[PROBLEM REQUIREMENTS] Reproduce the data below line for line, without changing anything.

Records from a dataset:
******

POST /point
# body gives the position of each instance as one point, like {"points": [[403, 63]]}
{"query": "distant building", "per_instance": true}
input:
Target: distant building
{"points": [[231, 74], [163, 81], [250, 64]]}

******

[EXERCISE RESULT]
POST /point
# body gives the position of each instance as one point, like {"points": [[403, 63]]}
{"query": "distant building", "per_instance": true}
input:
Target: distant building
{"points": [[231, 74], [163, 81], [250, 64]]}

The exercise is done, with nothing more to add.